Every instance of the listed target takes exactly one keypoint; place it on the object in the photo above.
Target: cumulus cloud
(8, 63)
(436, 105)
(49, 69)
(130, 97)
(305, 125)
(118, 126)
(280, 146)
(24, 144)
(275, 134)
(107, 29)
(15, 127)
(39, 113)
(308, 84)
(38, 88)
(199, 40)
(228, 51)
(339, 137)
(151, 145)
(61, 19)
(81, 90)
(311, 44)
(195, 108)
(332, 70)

....................

Exactly as shown, output all of the material above.

▸ YOUR SOLUTION:
Every instance of the listed target takes exactly one keypoint; place it on the object in the photo above.
Target: cumulus cloud
(8, 63)
(436, 105)
(49, 69)
(130, 97)
(305, 125)
(118, 126)
(280, 146)
(24, 144)
(275, 134)
(107, 29)
(15, 127)
(39, 113)
(308, 84)
(38, 88)
(199, 40)
(228, 51)
(339, 137)
(151, 145)
(61, 19)
(81, 90)
(311, 44)
(195, 108)
(332, 70)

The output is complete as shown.